_RECORDS:_
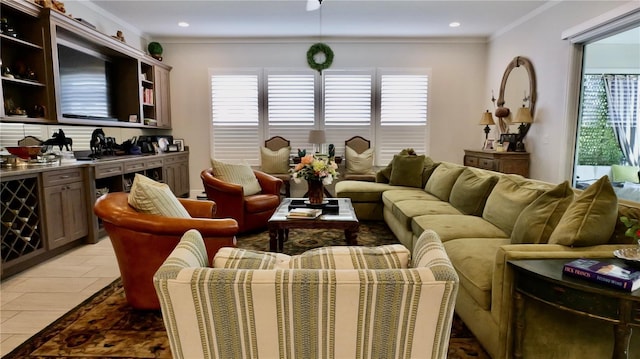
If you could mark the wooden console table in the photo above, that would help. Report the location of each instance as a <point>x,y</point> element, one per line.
<point>542,280</point>
<point>505,162</point>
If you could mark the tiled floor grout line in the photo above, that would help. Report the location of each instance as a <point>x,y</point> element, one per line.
<point>36,297</point>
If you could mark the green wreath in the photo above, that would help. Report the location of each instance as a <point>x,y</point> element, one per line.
<point>316,49</point>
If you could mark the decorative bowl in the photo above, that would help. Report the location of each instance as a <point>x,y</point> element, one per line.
<point>25,152</point>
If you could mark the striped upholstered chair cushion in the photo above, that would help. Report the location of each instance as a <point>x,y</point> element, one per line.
<point>307,313</point>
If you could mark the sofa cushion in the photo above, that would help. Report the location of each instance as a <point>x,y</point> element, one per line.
<point>396,194</point>
<point>238,258</point>
<point>358,163</point>
<point>392,256</point>
<point>509,197</point>
<point>590,219</point>
<point>240,174</point>
<point>441,181</point>
<point>383,175</point>
<point>404,211</point>
<point>407,171</point>
<point>362,192</point>
<point>275,161</point>
<point>473,259</point>
<point>452,226</point>
<point>151,197</point>
<point>537,221</point>
<point>471,190</point>
<point>624,173</point>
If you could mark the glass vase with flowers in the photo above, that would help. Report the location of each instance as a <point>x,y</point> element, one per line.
<point>318,172</point>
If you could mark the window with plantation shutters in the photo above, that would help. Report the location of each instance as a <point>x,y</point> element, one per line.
<point>291,105</point>
<point>235,116</point>
<point>403,114</point>
<point>388,107</point>
<point>348,105</point>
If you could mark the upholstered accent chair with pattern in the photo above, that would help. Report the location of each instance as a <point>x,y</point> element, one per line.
<point>359,160</point>
<point>374,304</point>
<point>142,241</point>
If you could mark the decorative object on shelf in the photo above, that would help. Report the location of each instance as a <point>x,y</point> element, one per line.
<point>317,138</point>
<point>487,119</point>
<point>6,72</point>
<point>155,50</point>
<point>7,29</point>
<point>313,5</point>
<point>97,142</point>
<point>59,139</point>
<point>180,143</point>
<point>316,52</point>
<point>120,36</point>
<point>318,172</point>
<point>523,117</point>
<point>509,141</point>
<point>53,4</point>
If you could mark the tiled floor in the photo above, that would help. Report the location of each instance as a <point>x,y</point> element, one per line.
<point>31,300</point>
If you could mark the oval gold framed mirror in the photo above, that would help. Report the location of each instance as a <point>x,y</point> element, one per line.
<point>518,88</point>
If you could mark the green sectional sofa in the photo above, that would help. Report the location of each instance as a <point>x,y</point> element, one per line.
<point>485,219</point>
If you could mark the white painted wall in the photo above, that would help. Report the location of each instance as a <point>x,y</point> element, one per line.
<point>539,39</point>
<point>455,88</point>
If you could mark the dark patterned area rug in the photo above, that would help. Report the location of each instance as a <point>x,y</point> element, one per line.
<point>106,327</point>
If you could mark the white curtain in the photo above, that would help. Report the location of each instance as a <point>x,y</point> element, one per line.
<point>624,105</point>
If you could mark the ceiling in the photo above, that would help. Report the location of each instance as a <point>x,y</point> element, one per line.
<point>336,18</point>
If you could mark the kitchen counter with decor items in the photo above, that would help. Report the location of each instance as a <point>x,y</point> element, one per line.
<point>47,208</point>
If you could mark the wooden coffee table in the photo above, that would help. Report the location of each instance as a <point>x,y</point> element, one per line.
<point>279,225</point>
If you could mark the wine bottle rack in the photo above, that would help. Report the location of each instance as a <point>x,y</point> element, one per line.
<point>20,219</point>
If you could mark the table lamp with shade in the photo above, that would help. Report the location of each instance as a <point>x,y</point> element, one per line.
<point>487,119</point>
<point>317,138</point>
<point>523,117</point>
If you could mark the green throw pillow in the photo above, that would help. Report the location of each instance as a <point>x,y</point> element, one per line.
<point>509,198</point>
<point>537,221</point>
<point>470,192</point>
<point>442,180</point>
<point>407,171</point>
<point>590,219</point>
<point>384,175</point>
<point>427,171</point>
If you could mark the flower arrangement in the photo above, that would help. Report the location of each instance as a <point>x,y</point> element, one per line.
<point>633,228</point>
<point>312,168</point>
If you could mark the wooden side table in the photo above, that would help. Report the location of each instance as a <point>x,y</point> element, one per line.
<point>542,280</point>
<point>505,162</point>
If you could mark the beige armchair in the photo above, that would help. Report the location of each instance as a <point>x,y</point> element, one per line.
<point>396,312</point>
<point>359,160</point>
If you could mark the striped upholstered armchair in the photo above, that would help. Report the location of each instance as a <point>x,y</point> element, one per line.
<point>272,309</point>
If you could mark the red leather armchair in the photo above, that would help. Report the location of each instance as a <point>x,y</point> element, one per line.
<point>252,212</point>
<point>143,241</point>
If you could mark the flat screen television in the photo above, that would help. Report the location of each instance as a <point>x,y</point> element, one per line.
<point>85,91</point>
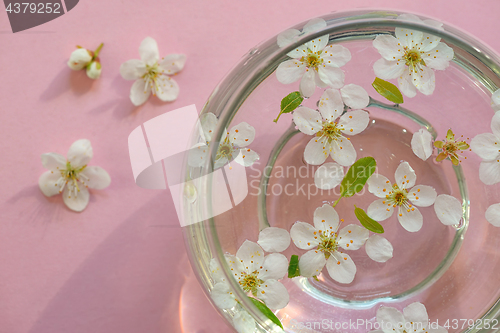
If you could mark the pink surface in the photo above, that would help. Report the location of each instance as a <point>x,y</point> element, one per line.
<point>120,266</point>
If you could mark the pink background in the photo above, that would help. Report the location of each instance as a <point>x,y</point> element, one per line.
<point>120,266</point>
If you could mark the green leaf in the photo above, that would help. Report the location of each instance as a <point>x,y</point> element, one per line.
<point>388,90</point>
<point>266,311</point>
<point>293,267</point>
<point>367,221</point>
<point>357,176</point>
<point>290,103</point>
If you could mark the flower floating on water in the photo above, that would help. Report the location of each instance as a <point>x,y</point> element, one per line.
<point>71,176</point>
<point>315,62</point>
<point>256,274</point>
<point>421,144</point>
<point>152,74</point>
<point>82,58</point>
<point>487,146</point>
<point>329,132</point>
<point>450,148</point>
<point>402,194</point>
<point>413,319</point>
<point>232,147</point>
<point>412,57</point>
<point>325,243</point>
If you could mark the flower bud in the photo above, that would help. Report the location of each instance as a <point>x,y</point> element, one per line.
<point>79,59</point>
<point>94,70</point>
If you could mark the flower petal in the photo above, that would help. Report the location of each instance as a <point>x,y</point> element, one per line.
<point>223,296</point>
<point>173,63</point>
<point>354,96</point>
<point>416,315</point>
<point>421,144</point>
<point>312,263</point>
<point>342,151</point>
<point>378,248</point>
<point>80,153</point>
<point>390,318</point>
<point>98,178</point>
<point>486,146</point>
<point>379,185</point>
<point>275,267</point>
<point>243,322</point>
<point>405,84</point>
<point>438,57</point>
<point>379,210</point>
<point>424,79</point>
<point>336,55</point>
<point>166,89</point>
<point>331,105</point>
<point>352,237</point>
<point>316,151</point>
<point>489,172</point>
<point>405,176</point>
<point>388,47</point>
<point>492,214</point>
<point>448,209</point>
<point>251,254</point>
<point>288,37</point>
<point>422,195</point>
<point>290,71</point>
<point>303,235</point>
<point>140,91</point>
<point>326,219</point>
<point>133,69</point>
<point>410,218</point>
<point>274,239</point>
<point>387,70</point>
<point>332,76</point>
<point>148,50</point>
<point>354,122</point>
<point>341,267</point>
<point>48,183</point>
<point>77,203</point>
<point>274,294</point>
<point>328,176</point>
<point>307,120</point>
<point>308,83</point>
<point>53,161</point>
<point>242,134</point>
<point>246,157</point>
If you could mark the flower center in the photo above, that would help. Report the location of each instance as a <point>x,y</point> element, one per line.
<point>70,177</point>
<point>250,282</point>
<point>331,130</point>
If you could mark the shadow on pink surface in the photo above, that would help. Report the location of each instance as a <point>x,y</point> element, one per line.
<point>137,280</point>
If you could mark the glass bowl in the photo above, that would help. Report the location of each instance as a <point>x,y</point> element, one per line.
<point>454,270</point>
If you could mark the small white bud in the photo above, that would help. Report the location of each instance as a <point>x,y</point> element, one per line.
<point>79,59</point>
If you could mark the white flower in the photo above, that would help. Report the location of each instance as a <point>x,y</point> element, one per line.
<point>421,144</point>
<point>487,146</point>
<point>412,57</point>
<point>328,131</point>
<point>324,242</point>
<point>79,59</point>
<point>378,248</point>
<point>152,74</point>
<point>232,147</point>
<point>256,274</point>
<point>72,176</point>
<point>402,194</point>
<point>315,62</point>
<point>94,70</point>
<point>493,214</point>
<point>413,319</point>
<point>448,209</point>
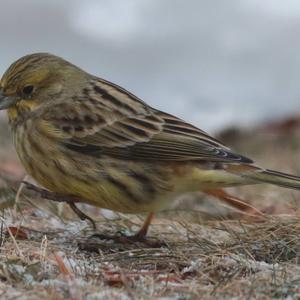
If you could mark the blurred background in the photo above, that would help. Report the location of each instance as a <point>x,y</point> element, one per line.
<point>230,67</point>
<point>214,63</point>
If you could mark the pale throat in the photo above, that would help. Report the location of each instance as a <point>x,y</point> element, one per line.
<point>21,109</point>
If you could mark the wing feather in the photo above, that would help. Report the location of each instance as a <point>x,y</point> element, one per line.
<point>97,125</point>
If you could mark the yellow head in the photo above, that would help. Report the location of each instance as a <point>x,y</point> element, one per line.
<point>37,79</point>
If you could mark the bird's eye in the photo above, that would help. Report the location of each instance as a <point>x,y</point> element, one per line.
<point>28,89</point>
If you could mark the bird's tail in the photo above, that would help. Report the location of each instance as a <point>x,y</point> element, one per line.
<point>256,175</point>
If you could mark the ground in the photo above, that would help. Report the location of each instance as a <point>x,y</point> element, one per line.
<point>209,251</point>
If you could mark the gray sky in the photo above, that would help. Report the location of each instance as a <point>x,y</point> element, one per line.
<point>213,63</point>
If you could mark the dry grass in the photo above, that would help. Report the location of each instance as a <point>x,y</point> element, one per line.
<point>209,252</point>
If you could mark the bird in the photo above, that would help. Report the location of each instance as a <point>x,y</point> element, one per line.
<point>84,138</point>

_EXERCISE DIRECTIONS:_ From the line containing "If you could mark the pale" through the last line of the records, output each line exactly and nothing more.

_EXPECTED OUTPUT:_
If you could mark the pale throat in the photo above, that would help. Report the location of each instance as a <point>x,y</point> element, one per line.
<point>21,109</point>
If you could mark the wing feather in the photo above, that would help. Report the location of each instance as a <point>x,y</point> element, one per line.
<point>97,125</point>
If you could mark the yellow head in the photo above, that would help. Report the location of each instance as a <point>x,y</point> element, one per line.
<point>37,79</point>
If you could mark the bird's eye in the photo above, that would help. Report the location of each instance as a <point>x,y</point> element, one per line.
<point>28,89</point>
If you could mark the bird's tail in the photo above, that would help. Report the location of each instance as a <point>x,y</point> element, one per line.
<point>256,175</point>
If you could mark the ground in the photo above, that would help. Report the location of each instance as a <point>x,y</point> element, one per line.
<point>209,251</point>
If you could mark the gray sky in the photo above, that would help. Report the location of each instance as a <point>x,y</point> element, one per line.
<point>213,63</point>
If you could mark the dry grass in the photo above, that would help. Report the location of each instance as a <point>x,y</point> element, one per line.
<point>209,252</point>
If you could mark the bird in the photo above, that would help. Report the location of each instance as a <point>x,y</point> element, one per line.
<point>84,138</point>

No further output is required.